(Natural-language object grounding data)
####
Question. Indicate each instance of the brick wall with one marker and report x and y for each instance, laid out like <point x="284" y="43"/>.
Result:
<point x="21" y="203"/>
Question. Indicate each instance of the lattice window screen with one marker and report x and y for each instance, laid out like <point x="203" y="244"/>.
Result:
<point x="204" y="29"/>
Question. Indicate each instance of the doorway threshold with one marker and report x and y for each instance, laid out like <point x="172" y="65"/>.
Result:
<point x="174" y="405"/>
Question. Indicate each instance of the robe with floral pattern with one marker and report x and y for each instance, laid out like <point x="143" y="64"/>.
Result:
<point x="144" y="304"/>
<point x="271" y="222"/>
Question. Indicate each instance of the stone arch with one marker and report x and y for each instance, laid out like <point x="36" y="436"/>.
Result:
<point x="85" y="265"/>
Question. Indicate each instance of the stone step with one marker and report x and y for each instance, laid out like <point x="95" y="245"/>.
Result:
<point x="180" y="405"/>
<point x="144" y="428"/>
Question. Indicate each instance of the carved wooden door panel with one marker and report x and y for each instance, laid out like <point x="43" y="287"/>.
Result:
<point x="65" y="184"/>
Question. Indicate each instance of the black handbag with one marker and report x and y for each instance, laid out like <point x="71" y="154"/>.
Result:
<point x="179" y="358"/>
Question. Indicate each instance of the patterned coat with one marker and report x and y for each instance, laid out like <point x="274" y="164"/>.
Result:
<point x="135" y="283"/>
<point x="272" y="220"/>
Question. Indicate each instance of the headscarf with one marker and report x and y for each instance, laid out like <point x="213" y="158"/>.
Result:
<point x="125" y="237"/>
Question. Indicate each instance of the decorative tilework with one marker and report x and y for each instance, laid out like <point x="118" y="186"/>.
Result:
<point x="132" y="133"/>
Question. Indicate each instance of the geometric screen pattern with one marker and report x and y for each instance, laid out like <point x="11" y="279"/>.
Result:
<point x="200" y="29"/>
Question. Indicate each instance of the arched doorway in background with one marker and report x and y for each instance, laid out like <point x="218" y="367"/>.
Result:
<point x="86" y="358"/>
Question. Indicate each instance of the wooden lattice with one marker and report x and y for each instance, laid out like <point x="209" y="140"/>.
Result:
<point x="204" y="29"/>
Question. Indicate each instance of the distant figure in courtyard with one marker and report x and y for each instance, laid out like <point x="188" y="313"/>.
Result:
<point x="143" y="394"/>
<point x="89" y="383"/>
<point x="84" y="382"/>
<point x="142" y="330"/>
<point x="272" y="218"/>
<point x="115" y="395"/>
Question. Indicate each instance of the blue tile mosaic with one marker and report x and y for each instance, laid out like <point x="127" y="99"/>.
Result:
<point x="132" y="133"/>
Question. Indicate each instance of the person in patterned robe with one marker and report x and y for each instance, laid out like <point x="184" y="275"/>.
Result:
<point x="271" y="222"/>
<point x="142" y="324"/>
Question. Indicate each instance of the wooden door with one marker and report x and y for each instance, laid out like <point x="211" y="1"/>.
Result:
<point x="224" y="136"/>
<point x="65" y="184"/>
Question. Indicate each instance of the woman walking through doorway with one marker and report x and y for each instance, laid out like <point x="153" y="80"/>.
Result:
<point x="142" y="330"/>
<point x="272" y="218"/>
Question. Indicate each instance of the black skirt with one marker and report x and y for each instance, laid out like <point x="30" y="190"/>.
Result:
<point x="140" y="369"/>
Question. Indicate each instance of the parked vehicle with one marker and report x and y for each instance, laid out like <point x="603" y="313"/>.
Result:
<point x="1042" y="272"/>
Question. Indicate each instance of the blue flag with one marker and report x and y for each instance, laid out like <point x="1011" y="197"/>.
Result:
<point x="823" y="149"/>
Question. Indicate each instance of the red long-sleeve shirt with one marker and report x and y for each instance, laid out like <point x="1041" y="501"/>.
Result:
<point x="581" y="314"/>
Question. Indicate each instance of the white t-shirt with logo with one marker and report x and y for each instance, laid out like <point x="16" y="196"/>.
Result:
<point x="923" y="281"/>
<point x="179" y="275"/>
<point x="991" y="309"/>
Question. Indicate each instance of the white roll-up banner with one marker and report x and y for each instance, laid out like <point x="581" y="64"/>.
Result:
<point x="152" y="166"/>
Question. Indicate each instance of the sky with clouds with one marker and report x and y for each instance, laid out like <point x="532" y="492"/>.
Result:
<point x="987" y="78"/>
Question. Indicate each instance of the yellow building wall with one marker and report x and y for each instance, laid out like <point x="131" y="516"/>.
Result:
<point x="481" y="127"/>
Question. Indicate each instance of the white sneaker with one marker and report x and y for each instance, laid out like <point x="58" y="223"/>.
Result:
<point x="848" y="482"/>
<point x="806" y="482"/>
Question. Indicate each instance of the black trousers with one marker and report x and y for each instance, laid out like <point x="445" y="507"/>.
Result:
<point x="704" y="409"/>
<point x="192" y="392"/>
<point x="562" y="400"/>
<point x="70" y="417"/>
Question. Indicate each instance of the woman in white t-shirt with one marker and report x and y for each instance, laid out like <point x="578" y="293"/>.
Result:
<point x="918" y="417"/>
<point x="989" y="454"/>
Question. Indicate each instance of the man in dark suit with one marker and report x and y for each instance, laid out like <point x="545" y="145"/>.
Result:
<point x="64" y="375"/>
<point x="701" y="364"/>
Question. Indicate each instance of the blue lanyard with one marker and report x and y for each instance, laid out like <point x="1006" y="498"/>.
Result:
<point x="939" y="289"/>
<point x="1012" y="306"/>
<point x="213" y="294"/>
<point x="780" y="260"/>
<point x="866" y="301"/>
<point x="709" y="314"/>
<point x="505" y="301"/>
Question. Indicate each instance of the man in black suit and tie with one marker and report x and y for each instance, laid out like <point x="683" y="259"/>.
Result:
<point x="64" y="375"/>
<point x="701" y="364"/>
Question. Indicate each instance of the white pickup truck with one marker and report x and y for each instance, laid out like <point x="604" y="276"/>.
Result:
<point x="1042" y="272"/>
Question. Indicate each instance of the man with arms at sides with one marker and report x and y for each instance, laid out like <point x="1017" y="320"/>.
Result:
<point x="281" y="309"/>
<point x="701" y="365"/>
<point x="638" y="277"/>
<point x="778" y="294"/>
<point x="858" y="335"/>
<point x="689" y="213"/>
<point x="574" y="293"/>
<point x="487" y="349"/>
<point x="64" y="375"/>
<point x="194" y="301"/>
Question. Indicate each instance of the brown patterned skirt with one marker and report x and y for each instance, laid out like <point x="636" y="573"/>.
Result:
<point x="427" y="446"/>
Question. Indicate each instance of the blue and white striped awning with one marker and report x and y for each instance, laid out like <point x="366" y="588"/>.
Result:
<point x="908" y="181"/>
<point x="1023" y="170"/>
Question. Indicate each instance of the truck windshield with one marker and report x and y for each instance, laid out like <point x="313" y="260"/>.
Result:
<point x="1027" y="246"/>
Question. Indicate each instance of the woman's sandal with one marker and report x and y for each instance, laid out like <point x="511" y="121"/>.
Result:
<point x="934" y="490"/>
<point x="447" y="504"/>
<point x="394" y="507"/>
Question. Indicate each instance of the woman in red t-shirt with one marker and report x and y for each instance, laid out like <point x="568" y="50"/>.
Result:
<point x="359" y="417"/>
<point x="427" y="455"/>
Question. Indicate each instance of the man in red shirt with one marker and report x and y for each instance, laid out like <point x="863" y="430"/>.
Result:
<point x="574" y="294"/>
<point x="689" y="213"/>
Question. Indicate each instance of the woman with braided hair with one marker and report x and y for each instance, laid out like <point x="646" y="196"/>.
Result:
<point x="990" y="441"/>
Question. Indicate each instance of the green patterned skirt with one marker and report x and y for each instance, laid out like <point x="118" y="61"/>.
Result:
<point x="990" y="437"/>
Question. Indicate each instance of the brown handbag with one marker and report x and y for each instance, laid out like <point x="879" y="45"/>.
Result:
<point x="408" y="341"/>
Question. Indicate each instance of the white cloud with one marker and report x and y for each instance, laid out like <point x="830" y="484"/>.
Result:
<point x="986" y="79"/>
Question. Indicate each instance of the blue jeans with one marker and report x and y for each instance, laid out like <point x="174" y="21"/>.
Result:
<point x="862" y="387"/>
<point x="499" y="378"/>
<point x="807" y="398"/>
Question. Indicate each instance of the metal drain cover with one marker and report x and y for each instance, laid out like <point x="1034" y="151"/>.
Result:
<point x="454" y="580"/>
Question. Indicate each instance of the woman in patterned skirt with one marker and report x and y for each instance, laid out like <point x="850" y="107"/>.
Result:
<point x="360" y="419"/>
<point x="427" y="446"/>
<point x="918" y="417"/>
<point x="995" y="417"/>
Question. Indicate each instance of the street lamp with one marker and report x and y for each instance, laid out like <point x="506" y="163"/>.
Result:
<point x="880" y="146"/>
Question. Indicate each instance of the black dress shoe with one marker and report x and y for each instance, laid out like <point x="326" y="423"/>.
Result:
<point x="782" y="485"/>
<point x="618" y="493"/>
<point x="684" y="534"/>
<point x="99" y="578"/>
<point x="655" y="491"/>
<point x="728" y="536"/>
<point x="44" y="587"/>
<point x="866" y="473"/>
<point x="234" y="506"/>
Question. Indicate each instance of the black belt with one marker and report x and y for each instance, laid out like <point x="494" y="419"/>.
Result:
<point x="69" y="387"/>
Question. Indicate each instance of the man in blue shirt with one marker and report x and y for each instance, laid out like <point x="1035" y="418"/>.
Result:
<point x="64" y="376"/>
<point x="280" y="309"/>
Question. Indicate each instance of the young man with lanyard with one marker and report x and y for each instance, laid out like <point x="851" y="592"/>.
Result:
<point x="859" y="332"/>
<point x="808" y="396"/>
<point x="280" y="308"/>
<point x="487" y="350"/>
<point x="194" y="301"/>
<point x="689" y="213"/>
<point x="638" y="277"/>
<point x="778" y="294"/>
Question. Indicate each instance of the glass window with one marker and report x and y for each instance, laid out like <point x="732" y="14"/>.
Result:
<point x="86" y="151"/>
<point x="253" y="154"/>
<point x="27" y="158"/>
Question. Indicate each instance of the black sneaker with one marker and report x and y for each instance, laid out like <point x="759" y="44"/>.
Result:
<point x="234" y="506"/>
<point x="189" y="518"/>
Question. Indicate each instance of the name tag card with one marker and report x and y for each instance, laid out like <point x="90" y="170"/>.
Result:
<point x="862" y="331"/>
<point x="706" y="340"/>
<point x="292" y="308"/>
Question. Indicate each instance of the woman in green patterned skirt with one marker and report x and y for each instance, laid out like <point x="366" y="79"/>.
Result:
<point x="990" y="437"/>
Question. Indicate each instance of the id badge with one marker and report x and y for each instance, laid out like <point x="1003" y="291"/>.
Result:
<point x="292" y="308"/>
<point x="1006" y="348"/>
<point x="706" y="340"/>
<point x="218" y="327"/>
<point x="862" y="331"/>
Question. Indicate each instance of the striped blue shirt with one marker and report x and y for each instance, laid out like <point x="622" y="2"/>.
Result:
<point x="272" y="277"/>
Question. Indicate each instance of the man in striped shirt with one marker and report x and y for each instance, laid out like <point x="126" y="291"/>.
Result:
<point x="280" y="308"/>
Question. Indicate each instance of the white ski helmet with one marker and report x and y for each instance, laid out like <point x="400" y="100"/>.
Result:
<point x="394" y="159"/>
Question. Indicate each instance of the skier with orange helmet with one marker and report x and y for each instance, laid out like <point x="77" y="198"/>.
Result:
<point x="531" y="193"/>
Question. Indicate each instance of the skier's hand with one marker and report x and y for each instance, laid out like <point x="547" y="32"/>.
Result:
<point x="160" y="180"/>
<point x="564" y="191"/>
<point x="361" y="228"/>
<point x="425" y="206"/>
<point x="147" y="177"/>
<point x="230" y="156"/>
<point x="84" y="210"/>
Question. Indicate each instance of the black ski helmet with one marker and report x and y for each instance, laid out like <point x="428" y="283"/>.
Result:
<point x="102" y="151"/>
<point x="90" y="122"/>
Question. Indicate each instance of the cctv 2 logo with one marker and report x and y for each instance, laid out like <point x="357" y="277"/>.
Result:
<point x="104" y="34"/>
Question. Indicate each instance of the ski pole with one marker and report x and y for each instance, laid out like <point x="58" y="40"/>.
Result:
####
### DESCRIPTION OF THE TASK
Each line above that contains the word "handbag" must be copied.

### EXERCISE RESPONSE
Question. Indicate each instance of the black handbag with one marker and report x and y for each instance, laid out like <point x="71" y="154"/>.
Question. Indicate each instance of the brown handbag with one marker and report x and y for each instance, laid out like <point x="879" y="45"/>.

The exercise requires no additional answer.